- [Page extract]:
Take a look at all the services yahoo offers.

Has anyone ever sent you a "Yahoo Video" link? I didn't even know it existed
until just now. And the prominent video on the main page is "Jazz for Cows"
_which I can't get a direct link for to paste here_. Yahoo only offers me the
option to embed it. It's fun enough I want to send it to my friend who plays
in a local orchestra, but Yahoo is not concerned with the organic spread of
links. <http://video.yahoo.com/>

It isn't just youtube Yahoo competes poorly with. Craigslist, Gmail, ESPN,
every news site on the internet.

Just take a look at their "security" offering <http://security.yahoo.com/>

Paragraphs of copywriting but no product to download or install. Click
"Protect your PC" it's just more words. Lots of words. Someone at Yahoo took
the time to create this page _for what purpose?_ There is no direction
whatsoever.

Their primary search function is powered by Bing now too. About the only near-
market leader Yahoo controls is Flickr and that's only because pros like it
over Facebook.

- [Data block]:
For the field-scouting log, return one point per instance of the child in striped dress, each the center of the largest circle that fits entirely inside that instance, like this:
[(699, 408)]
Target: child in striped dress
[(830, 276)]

- [Exercises]:
(A) According to the post about Yahoo's services, what powers Yahoo's primary search function?
(B) Pick up the post about Yahoo's services after its final sentence and keep writing it.

- [Replies]:
(A) Bing

(B)
Yahoo! became the bitbucket to store second rate implementations of every idea
the internet has ever had, and they aren't cutting the cruft loose, or
differentiating on the products that are quality.

In fact, take a look at their mobile offering.
[http://m.yahoo.com/w/sports/ncaaf/teams/ncaaf.i-a.2?.ts=1316...](http://m.yahoo.com/w/sports/ncaaf/teams/ncaaf.i-a.2?.ts=1316199330&.intl=us&.lang=en)

That's the Big East Team list for College Football. It's not standings. It
doesn't show records. Some project manager at Yahoo accessed the mobile sports
site and either didn't care enough to say "Why can't I see the standings?" or
didn't know enough about sports to care about standings. Why does Yahoo! have
someone like that in charge of the mobile sports division (If they even have
someone in a leadership position anywhere close to such a segment). Someone
thought displaying 8 teams in alphabetical order was good usability.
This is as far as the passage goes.